--- begin Exercise data ---

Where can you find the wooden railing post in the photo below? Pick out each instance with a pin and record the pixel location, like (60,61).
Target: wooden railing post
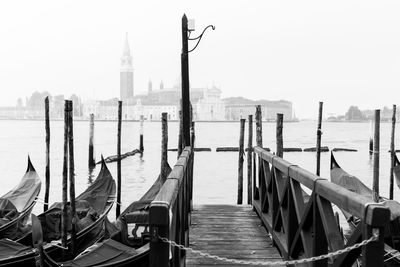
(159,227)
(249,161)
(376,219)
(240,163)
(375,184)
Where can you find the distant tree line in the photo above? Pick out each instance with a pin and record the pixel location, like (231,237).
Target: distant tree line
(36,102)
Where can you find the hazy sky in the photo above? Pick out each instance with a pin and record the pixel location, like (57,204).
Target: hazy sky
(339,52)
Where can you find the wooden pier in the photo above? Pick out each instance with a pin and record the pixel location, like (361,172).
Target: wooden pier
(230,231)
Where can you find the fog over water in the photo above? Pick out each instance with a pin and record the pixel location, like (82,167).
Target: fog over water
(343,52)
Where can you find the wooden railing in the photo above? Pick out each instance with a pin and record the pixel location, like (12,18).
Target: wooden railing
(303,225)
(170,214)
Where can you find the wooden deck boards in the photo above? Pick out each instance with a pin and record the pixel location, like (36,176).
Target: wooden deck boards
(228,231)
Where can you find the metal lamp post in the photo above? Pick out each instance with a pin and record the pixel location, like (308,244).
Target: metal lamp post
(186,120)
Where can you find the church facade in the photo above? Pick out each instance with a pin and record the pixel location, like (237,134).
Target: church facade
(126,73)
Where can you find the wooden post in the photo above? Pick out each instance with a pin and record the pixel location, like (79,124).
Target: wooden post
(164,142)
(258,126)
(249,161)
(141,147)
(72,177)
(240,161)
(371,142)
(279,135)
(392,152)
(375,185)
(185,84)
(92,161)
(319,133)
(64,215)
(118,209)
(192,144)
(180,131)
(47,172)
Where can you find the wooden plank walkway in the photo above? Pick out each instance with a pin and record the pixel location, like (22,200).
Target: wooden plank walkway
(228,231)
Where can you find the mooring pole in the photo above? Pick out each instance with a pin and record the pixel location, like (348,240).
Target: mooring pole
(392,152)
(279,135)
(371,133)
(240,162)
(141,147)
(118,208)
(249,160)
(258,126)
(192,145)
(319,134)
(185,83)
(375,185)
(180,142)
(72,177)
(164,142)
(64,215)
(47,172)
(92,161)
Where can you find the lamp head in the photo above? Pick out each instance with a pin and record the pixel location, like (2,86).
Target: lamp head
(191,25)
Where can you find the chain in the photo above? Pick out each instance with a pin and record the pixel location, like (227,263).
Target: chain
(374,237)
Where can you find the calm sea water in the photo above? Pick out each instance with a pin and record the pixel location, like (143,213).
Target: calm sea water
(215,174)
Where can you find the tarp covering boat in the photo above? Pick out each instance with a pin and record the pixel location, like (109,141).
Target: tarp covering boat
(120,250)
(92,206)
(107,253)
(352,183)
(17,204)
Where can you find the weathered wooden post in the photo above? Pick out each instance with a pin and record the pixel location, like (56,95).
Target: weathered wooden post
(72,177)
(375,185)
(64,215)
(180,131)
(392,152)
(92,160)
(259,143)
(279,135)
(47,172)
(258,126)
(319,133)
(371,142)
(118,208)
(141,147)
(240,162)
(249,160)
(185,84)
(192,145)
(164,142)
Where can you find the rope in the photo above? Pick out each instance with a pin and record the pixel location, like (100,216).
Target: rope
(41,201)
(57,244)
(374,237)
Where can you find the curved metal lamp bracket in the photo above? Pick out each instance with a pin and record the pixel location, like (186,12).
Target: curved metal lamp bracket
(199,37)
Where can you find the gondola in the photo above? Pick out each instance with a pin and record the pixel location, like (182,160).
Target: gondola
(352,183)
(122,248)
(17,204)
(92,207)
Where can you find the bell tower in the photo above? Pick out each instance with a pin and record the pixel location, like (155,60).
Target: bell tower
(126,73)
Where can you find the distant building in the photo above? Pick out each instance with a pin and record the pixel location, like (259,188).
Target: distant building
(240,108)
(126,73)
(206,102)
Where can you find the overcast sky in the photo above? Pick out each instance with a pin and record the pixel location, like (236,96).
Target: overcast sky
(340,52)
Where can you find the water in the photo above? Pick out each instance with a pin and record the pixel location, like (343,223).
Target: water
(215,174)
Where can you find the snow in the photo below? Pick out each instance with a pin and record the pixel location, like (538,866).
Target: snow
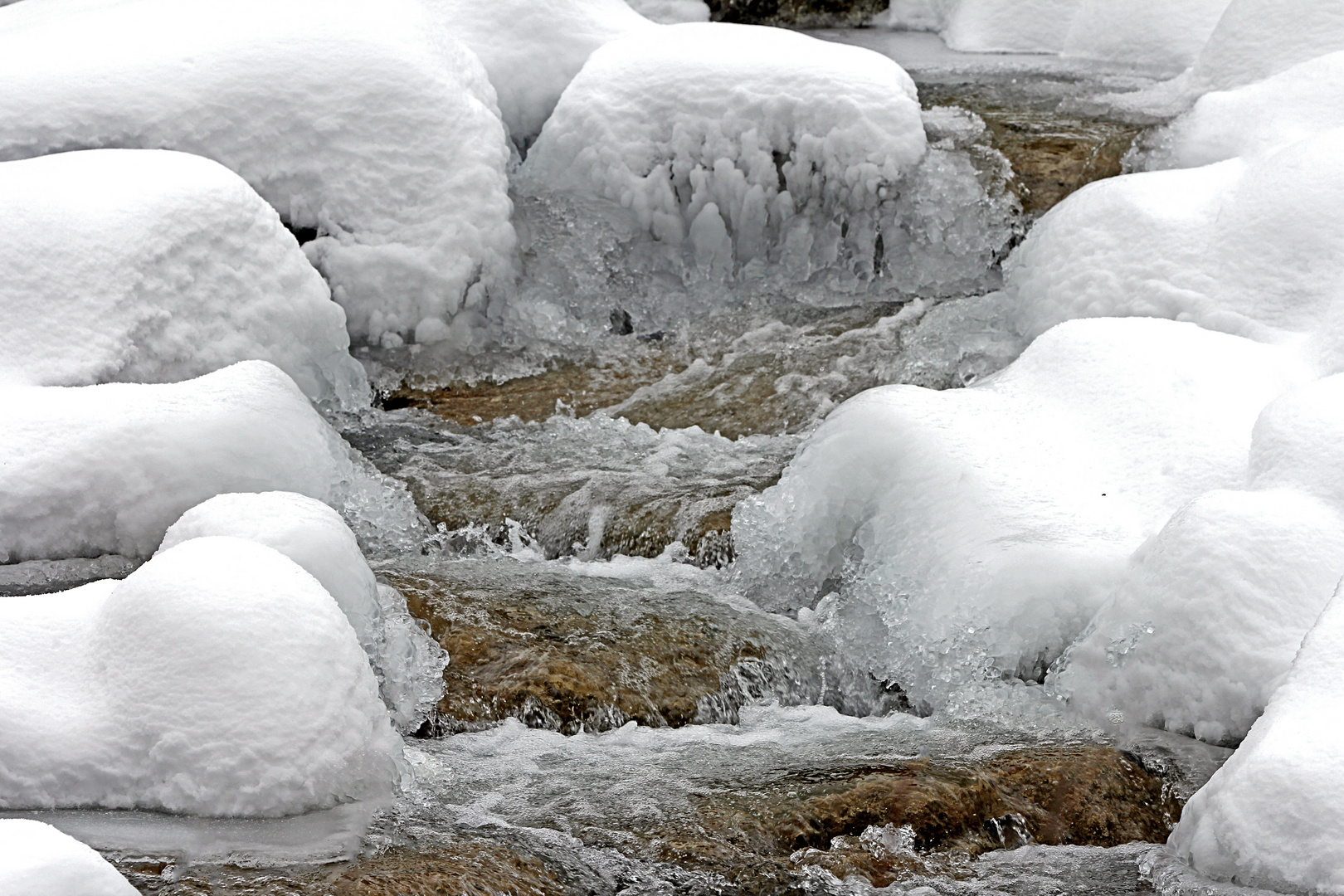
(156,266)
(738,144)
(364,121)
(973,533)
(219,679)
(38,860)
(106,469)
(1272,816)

--- end Exercise data ---
--- begin Exercise data ---

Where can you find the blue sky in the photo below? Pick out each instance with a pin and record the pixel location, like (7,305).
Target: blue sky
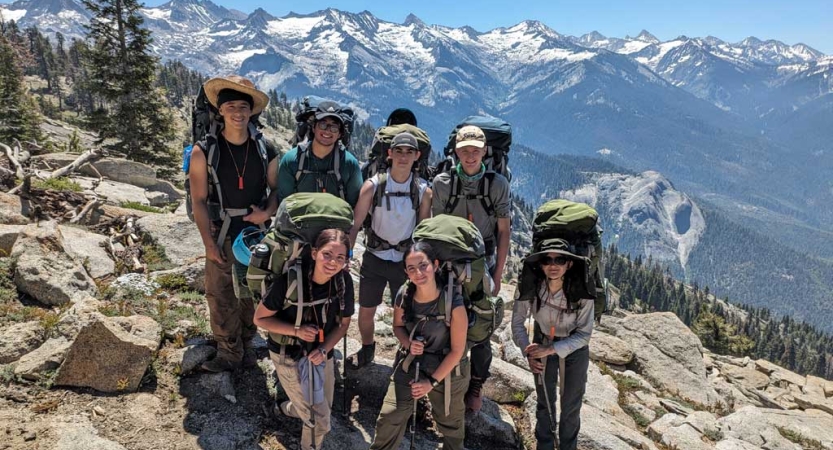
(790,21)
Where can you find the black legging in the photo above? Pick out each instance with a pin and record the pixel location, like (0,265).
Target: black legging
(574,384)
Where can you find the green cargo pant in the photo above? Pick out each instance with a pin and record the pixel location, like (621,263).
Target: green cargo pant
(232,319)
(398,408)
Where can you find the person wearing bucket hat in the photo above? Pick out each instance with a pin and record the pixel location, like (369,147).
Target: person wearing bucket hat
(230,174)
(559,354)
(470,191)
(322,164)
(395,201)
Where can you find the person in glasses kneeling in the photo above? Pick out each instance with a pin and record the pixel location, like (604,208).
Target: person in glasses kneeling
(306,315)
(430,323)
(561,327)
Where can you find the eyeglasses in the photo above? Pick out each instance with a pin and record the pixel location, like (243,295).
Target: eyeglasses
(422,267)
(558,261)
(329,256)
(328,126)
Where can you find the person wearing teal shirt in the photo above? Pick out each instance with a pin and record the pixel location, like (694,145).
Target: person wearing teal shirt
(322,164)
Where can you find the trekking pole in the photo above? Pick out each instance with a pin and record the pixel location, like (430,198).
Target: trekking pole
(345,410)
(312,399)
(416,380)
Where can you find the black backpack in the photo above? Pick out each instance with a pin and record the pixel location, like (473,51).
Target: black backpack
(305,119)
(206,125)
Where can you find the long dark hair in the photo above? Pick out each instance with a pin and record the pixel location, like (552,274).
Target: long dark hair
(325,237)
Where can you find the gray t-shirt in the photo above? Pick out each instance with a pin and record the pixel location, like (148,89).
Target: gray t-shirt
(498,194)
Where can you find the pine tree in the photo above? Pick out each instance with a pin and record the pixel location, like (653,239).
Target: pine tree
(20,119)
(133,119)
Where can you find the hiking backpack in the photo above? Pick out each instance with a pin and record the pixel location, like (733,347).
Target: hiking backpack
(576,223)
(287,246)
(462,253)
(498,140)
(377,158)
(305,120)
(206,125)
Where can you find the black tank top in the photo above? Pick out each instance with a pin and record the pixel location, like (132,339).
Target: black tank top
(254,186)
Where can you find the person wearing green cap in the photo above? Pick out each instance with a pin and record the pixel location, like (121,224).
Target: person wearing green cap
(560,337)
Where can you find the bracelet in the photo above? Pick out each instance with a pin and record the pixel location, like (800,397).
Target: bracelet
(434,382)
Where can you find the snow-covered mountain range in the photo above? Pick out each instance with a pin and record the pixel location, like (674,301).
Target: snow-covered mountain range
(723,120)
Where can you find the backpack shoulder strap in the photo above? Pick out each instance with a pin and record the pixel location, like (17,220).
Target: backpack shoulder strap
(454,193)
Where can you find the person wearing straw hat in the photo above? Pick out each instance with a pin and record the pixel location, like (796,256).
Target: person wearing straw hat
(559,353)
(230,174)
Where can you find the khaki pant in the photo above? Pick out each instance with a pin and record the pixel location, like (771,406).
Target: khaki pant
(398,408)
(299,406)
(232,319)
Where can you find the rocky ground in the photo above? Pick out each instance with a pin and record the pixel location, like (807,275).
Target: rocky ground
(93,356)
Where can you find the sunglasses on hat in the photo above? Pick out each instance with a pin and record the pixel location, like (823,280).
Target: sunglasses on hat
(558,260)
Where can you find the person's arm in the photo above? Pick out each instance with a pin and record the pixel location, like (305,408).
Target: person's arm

--- end Exercise data ---

The task: Count the lines in the dataset records above that contain the word "hiking" and give only that number.

The completed task: 2